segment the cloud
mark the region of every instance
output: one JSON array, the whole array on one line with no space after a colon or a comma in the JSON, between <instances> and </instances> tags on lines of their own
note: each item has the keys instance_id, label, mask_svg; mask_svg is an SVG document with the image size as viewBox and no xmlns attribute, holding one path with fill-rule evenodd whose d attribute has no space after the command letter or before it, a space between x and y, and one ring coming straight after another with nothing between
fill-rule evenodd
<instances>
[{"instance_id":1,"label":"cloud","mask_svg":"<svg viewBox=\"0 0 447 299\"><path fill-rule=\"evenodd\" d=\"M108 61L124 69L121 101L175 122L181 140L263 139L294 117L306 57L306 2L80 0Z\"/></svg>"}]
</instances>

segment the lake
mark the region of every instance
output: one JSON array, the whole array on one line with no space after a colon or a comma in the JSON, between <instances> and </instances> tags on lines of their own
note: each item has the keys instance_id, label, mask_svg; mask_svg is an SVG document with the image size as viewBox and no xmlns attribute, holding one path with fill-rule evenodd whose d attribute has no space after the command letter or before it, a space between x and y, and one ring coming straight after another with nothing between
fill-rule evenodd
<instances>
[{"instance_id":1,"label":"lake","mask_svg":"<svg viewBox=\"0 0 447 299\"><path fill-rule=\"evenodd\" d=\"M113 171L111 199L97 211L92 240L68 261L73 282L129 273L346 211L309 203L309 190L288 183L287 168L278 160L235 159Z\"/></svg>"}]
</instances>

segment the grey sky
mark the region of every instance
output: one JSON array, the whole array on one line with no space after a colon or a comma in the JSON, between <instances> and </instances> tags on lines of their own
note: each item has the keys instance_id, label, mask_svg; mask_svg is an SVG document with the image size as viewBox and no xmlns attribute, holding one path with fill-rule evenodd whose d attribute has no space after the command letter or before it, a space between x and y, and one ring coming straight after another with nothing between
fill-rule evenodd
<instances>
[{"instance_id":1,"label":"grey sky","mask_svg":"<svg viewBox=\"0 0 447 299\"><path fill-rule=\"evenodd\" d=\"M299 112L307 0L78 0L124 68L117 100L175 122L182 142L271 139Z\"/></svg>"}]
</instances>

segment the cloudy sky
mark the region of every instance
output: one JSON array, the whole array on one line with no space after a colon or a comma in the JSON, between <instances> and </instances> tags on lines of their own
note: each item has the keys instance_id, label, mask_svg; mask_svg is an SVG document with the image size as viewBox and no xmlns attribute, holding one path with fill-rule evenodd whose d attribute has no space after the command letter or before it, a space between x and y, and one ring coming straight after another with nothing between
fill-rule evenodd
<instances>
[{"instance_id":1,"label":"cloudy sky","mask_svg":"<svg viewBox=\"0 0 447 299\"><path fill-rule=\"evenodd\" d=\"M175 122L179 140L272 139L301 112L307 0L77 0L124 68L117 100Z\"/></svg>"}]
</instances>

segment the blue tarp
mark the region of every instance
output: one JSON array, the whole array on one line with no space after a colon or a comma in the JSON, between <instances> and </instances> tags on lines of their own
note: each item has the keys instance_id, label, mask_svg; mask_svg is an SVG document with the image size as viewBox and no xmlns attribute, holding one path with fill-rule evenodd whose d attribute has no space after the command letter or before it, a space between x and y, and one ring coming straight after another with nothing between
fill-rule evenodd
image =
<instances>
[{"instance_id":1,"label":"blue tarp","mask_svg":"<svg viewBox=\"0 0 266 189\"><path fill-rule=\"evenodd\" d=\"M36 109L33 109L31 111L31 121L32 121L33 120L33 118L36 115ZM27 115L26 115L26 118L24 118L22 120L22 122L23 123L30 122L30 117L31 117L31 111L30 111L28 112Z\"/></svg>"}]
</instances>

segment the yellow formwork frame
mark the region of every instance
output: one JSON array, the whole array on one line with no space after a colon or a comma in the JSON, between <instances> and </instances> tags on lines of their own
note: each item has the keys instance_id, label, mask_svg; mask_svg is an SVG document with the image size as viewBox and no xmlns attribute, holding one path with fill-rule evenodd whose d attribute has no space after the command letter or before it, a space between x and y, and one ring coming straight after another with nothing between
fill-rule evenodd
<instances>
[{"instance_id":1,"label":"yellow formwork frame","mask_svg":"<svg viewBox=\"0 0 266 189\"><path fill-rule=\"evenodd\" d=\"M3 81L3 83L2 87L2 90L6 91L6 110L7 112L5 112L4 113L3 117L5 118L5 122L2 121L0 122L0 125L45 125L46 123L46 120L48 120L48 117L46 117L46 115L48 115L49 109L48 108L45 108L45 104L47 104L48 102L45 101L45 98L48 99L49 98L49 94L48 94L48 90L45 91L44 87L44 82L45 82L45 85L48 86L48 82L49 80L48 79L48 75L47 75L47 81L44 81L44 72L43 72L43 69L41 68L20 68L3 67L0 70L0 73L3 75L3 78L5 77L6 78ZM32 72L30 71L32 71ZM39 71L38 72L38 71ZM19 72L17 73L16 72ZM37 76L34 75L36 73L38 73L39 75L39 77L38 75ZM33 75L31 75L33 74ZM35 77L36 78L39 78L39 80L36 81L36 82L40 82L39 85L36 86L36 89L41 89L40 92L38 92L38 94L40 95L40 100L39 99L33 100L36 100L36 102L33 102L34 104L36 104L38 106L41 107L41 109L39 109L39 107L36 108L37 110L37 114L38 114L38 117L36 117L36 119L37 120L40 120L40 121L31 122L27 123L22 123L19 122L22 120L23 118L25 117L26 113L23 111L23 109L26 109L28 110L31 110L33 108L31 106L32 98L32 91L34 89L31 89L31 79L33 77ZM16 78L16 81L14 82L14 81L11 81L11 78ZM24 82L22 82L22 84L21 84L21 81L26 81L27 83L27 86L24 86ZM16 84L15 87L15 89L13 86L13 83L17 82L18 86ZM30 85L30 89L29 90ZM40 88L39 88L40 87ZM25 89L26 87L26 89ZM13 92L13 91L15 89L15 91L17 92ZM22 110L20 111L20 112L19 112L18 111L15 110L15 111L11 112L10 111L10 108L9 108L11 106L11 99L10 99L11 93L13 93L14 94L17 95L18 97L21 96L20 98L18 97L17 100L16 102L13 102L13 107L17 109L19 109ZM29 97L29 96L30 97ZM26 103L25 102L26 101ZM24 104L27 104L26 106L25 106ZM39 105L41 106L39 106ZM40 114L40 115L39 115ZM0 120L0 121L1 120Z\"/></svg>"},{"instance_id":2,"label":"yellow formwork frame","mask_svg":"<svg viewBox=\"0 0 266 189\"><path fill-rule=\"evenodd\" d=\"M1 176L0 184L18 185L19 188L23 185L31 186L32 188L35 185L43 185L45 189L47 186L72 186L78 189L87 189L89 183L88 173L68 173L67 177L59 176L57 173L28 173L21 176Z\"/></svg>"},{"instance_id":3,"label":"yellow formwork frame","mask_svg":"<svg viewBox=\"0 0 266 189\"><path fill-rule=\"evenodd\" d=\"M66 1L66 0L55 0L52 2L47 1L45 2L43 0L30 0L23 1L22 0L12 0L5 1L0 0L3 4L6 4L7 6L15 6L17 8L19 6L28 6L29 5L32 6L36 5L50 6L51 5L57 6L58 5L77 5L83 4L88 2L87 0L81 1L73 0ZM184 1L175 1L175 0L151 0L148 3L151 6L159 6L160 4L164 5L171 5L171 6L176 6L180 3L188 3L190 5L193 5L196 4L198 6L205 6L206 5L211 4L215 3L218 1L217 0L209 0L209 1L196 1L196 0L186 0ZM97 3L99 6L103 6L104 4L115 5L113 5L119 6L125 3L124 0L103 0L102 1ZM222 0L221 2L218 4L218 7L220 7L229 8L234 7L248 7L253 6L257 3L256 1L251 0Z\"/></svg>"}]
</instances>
══════
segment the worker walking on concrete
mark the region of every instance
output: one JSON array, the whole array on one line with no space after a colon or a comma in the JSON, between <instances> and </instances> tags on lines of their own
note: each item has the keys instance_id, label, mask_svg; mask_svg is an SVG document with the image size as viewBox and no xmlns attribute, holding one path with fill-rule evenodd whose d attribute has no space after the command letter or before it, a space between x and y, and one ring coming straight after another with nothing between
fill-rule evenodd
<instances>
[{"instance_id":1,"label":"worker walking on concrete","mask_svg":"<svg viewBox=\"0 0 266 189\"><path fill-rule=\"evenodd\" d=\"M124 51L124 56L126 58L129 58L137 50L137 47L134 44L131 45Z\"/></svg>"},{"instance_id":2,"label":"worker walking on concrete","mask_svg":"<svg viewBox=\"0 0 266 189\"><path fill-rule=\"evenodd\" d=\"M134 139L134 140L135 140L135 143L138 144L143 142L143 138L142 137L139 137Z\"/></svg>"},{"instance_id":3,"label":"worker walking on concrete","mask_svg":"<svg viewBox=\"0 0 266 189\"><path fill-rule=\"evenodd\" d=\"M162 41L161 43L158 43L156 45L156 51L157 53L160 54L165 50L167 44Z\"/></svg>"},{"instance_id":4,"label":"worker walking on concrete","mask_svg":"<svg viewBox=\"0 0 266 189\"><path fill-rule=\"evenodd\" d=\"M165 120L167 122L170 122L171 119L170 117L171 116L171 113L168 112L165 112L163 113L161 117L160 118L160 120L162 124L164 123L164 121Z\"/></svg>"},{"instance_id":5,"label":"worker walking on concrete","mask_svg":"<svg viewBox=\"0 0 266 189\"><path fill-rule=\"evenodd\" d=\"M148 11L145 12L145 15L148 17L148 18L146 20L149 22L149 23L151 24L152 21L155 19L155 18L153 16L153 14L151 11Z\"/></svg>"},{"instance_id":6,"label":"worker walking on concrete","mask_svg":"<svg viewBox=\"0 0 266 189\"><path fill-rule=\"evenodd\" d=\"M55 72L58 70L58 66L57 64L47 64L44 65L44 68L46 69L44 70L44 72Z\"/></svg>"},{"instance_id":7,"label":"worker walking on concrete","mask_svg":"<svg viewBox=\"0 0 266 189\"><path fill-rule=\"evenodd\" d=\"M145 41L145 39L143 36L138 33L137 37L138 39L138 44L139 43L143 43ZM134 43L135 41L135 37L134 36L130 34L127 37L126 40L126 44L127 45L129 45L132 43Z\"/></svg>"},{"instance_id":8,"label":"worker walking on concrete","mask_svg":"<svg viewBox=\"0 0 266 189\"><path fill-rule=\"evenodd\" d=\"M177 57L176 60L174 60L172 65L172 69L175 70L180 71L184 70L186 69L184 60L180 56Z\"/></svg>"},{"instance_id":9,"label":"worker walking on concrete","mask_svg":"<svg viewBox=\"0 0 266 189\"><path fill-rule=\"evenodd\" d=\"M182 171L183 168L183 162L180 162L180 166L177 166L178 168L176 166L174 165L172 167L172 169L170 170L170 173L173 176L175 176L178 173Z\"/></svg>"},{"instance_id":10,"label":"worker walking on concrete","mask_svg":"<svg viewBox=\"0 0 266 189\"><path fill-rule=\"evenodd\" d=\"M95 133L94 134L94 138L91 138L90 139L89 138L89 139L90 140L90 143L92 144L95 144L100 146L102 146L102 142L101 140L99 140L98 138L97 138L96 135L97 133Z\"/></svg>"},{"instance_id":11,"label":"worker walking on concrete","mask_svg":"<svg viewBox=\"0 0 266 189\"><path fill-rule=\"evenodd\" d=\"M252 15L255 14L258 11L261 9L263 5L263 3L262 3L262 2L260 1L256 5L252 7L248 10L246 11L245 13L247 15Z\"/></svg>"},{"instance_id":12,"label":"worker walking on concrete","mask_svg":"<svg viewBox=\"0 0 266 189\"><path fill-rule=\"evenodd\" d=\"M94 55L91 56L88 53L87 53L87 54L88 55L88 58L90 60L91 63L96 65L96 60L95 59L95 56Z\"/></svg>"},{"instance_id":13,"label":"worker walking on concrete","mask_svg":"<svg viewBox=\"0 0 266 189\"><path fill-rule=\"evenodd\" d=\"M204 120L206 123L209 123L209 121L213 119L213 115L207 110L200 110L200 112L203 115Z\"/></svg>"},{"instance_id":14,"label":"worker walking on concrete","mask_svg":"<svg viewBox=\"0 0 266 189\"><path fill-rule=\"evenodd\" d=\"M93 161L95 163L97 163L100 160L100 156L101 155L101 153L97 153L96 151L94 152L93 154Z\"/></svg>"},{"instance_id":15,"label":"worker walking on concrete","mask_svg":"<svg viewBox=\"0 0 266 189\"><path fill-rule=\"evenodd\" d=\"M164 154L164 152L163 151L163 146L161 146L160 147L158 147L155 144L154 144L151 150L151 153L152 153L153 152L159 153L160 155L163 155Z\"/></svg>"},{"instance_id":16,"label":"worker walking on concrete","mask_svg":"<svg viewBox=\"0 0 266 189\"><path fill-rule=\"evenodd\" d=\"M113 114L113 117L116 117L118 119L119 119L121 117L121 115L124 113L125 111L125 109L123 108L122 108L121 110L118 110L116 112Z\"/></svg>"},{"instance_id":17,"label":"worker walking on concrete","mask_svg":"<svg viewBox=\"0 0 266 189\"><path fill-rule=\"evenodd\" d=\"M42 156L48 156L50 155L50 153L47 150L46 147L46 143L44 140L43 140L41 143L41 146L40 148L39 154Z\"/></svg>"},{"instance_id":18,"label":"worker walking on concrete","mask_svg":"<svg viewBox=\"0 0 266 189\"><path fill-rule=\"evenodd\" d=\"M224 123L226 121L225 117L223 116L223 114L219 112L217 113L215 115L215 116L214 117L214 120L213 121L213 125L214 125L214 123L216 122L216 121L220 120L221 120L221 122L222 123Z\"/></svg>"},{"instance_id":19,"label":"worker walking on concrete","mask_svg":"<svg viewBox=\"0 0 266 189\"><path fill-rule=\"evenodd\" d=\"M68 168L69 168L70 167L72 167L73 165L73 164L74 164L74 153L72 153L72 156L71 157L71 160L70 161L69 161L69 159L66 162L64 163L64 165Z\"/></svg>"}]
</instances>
══════
How many lines of the material above contain the word "segment"? Reply with only the number.

• [Output of the task]: 7